> [Task description]
Nothing but the lines from the one with "The component shall provide one point per instance of the camera" through the end of the records below should be written out, and each must match word for word.

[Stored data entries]

::::

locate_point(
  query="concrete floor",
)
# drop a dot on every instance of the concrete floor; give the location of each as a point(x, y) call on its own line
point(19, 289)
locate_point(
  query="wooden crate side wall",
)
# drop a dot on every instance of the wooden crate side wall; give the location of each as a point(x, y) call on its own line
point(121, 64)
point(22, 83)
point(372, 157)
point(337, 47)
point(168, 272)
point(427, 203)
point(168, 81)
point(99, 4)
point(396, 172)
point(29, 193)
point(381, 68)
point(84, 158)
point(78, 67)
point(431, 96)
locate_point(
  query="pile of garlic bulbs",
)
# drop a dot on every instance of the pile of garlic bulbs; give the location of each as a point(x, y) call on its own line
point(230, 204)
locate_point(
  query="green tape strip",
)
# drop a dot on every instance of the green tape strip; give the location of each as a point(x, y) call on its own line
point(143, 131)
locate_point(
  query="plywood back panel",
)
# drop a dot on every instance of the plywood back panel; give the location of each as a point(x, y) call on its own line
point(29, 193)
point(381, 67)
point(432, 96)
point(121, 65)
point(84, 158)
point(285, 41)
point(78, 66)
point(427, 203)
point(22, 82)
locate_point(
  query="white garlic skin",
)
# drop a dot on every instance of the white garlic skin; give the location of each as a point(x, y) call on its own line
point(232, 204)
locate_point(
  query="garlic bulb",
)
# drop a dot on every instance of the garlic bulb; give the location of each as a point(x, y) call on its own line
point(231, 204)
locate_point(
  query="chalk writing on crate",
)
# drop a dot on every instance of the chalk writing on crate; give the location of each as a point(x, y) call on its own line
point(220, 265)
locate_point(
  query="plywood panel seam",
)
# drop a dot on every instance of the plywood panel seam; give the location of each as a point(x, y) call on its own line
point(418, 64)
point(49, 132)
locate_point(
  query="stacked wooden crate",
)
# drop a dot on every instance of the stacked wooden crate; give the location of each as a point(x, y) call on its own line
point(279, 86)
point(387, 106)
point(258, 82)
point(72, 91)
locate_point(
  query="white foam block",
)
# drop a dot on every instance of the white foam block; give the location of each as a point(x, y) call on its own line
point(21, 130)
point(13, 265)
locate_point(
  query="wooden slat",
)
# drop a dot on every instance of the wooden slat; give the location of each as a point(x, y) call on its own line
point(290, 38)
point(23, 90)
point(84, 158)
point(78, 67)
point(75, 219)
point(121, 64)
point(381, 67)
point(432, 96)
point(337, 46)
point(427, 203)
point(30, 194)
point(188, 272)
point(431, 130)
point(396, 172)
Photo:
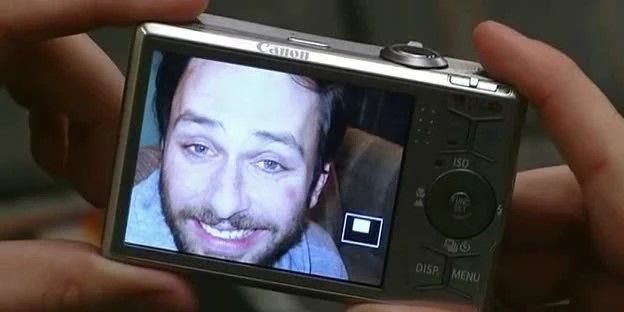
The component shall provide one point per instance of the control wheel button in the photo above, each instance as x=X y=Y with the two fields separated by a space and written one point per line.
x=428 y=269
x=465 y=276
x=460 y=204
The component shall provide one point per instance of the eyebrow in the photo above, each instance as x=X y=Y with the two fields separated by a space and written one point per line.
x=195 y=118
x=283 y=138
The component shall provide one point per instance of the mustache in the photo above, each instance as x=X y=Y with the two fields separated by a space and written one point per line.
x=241 y=220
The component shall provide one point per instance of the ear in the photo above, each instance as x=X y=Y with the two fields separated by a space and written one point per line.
x=320 y=183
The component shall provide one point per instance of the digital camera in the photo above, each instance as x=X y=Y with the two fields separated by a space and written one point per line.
x=306 y=164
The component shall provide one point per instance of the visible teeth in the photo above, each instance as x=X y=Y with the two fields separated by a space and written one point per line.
x=237 y=234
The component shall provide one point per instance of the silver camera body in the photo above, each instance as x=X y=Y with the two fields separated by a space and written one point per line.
x=421 y=220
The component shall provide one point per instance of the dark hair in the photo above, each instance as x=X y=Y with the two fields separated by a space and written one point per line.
x=332 y=121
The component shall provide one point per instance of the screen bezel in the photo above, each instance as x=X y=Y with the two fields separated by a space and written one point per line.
x=153 y=44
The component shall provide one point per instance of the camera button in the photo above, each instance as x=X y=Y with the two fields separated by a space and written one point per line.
x=487 y=86
x=465 y=276
x=460 y=81
x=487 y=139
x=460 y=204
x=458 y=128
x=428 y=270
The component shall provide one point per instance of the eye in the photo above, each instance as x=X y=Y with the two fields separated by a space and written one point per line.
x=199 y=150
x=270 y=166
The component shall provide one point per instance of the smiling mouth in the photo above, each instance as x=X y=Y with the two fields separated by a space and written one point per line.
x=233 y=234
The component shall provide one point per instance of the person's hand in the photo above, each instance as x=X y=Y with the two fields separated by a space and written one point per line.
x=566 y=226
x=73 y=93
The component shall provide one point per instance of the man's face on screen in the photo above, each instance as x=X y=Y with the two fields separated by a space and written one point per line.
x=238 y=161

::::

> [Reply]
The component shall provide one point per instance of the camera button in the photo above, each instance as x=X y=Y with the two fields separated by a space and written one point per line.
x=487 y=86
x=465 y=276
x=460 y=81
x=487 y=139
x=460 y=204
x=458 y=128
x=428 y=270
The component shall provide one point per instance of the eye in the photo above, each instance as x=X y=Y with the two fields separated by a space and written one point per line.
x=199 y=150
x=270 y=166
The component shall provide one point per instance of the smiling mouth in the photo above, each instance as x=X y=Y with the two fields separated by a space and written one point per line.
x=233 y=234
The component shall provide one point per instance of the person's hand in the photo above, each instance as x=X y=Y with the two fields separated by a space and written one point per line.
x=566 y=226
x=73 y=93
The component shall provide one point per instance of the man's face on screen in the photo above, each instance as x=X y=Y with the two fields separated by a space and written one point per line.
x=238 y=161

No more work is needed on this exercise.